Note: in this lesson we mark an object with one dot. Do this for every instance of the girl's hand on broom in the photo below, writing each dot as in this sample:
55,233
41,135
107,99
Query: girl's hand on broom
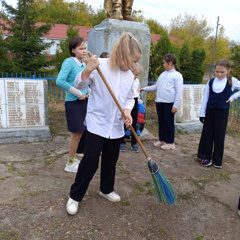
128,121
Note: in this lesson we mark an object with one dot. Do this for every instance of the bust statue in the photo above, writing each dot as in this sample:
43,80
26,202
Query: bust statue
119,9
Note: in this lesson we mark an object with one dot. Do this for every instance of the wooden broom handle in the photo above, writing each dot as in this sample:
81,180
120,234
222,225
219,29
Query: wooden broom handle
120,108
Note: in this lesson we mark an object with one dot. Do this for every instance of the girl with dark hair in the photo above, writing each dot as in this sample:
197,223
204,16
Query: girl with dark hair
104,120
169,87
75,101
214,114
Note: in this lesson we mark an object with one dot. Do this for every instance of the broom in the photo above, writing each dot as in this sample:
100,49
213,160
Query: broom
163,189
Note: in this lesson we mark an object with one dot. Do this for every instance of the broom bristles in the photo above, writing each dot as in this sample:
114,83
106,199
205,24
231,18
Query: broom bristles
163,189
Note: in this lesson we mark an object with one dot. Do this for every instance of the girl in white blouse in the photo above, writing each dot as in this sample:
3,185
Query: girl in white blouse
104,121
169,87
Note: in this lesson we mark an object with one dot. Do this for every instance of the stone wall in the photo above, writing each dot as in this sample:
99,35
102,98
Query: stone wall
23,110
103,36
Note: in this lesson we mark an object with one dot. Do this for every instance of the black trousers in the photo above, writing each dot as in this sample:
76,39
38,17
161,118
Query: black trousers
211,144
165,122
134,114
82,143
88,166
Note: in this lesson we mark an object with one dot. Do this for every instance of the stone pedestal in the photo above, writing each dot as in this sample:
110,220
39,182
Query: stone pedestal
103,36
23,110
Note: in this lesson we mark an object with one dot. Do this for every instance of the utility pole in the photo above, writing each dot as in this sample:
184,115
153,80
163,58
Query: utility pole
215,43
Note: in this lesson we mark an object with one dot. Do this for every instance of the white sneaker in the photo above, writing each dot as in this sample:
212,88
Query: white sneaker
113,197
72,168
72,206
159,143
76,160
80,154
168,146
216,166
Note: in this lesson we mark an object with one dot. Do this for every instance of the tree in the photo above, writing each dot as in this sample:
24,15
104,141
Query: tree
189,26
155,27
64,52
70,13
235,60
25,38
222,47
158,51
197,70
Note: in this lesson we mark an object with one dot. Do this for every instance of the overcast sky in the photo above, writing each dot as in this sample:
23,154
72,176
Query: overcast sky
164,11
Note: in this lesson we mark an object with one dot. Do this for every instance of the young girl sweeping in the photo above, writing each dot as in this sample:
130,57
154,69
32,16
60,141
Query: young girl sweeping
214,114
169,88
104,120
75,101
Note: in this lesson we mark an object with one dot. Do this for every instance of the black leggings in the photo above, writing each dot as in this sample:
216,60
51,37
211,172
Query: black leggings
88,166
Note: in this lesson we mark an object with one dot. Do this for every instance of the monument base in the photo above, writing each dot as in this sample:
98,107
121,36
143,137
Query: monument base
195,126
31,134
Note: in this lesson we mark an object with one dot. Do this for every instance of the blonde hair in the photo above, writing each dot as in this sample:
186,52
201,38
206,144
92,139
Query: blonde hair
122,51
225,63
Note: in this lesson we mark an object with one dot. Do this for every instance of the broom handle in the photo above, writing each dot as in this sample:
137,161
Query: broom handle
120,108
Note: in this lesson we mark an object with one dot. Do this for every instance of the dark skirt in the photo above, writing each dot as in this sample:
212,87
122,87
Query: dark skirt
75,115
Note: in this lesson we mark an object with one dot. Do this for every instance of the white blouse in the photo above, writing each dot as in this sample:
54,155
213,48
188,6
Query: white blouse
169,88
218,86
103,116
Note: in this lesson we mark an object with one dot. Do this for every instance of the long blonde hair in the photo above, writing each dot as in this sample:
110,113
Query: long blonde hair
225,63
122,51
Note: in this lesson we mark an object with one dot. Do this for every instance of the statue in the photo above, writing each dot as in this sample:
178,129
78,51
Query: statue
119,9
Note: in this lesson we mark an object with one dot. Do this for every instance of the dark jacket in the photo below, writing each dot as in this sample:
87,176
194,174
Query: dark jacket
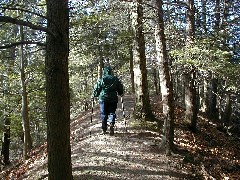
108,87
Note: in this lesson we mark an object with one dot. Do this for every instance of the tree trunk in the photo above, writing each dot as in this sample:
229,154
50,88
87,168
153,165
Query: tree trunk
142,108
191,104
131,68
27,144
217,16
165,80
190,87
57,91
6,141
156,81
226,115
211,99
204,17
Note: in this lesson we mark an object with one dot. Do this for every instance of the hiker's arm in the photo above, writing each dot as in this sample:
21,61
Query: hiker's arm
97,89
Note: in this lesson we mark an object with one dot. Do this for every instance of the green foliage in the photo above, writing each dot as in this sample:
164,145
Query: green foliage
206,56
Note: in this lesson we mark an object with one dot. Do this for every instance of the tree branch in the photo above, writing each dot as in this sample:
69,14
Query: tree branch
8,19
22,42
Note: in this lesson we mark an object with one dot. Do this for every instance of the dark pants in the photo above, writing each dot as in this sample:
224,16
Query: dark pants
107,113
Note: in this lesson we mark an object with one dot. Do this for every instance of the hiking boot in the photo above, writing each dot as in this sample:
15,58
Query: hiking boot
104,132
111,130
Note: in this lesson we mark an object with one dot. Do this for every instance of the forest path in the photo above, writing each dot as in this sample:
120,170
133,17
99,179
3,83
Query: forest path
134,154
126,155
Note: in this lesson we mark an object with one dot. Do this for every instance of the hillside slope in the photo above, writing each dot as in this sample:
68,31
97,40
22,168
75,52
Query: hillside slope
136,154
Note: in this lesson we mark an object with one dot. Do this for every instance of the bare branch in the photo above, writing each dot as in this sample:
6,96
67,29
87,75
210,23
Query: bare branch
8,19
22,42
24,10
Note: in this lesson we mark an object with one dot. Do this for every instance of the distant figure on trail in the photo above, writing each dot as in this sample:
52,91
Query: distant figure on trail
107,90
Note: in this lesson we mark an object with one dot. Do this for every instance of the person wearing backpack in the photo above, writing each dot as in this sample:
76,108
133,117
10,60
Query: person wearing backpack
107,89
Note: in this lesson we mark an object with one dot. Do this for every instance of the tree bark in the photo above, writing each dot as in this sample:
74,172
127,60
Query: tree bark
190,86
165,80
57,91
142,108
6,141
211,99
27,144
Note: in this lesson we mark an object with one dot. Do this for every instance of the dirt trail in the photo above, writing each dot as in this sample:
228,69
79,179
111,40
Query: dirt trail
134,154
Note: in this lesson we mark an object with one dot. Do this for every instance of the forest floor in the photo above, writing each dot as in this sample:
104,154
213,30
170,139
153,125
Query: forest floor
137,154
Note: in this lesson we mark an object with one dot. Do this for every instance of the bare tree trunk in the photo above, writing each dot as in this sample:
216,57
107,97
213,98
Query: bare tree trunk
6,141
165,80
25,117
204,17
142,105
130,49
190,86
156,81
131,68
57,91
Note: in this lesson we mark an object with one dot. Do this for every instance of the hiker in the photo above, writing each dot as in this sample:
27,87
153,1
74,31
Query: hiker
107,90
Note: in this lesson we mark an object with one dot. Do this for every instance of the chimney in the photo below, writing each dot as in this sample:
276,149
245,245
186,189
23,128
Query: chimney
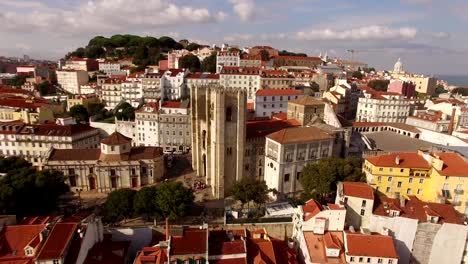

## EXERCISE OBJECTIVE
In the records above, find the line containing "the bare branch", then please restate it and each line after it word for word, pictures excluded.

## OUTPUT OF THE EXERCISE
Note: in this lesson we mark an object with one dot. Do this for every instance of the bare branch in the photo above, writing each dot as in this sample:
6,96
67,29
87,75
210,23
Query: bare branch
8,19
22,42
24,10
Note: in this lesson we mark an object with one dot. Do this for every instance of the distant figure on trail in the photo above, writing each dot as in this sample:
52,91
Query: distant figure on trail
107,90
Note: in this lesson we mark an object with one dot. Do this for every instance of the person wearing backpack in the photo above, writing each dot as in this sample:
76,108
133,117
10,60
Query: person wearing backpack
107,89
Note: in this lesson we mark an object with one dot. Do this for every instance of the tree bark in the photo above, writing each dot as in this sample:
74,172
127,60
Query: tree bark
190,86
165,80
57,91
142,108
6,141
211,99
27,144
Note: in this lesson we mark an object with one dot. Do this for every instance of the dirt trail in the photo above, writing each dot as in this sample:
228,69
79,179
111,40
Query: dirt trail
134,154
Note: in this lesson we mark an object with one dot. Do this for every instance of the forest floor in the photo above, writing each dot as in this sample:
104,154
213,30
170,139
153,125
Query: forest floor
137,154
Note: in this lesson we mark an object with one dot. Do this for every instance of the bare tree trunk in the photo above, writing each dot as in this sample:
216,57
107,97
213,98
Query: bare tree trunk
6,141
165,80
25,117
204,17
142,105
130,49
190,86
156,81
131,68
57,91
Note: in this lesson we mark an object with one dot. Do this for every instance of the hiker in the photo above, writing each dot as in this sample:
27,87
153,1
74,31
Query: hiker
107,90
Note: in this lesson we mark an object with one dot. Do this for every instance of the chimney in the photo below, writing each dot as in this sample:
276,149
245,245
186,189
23,128
Query: chimney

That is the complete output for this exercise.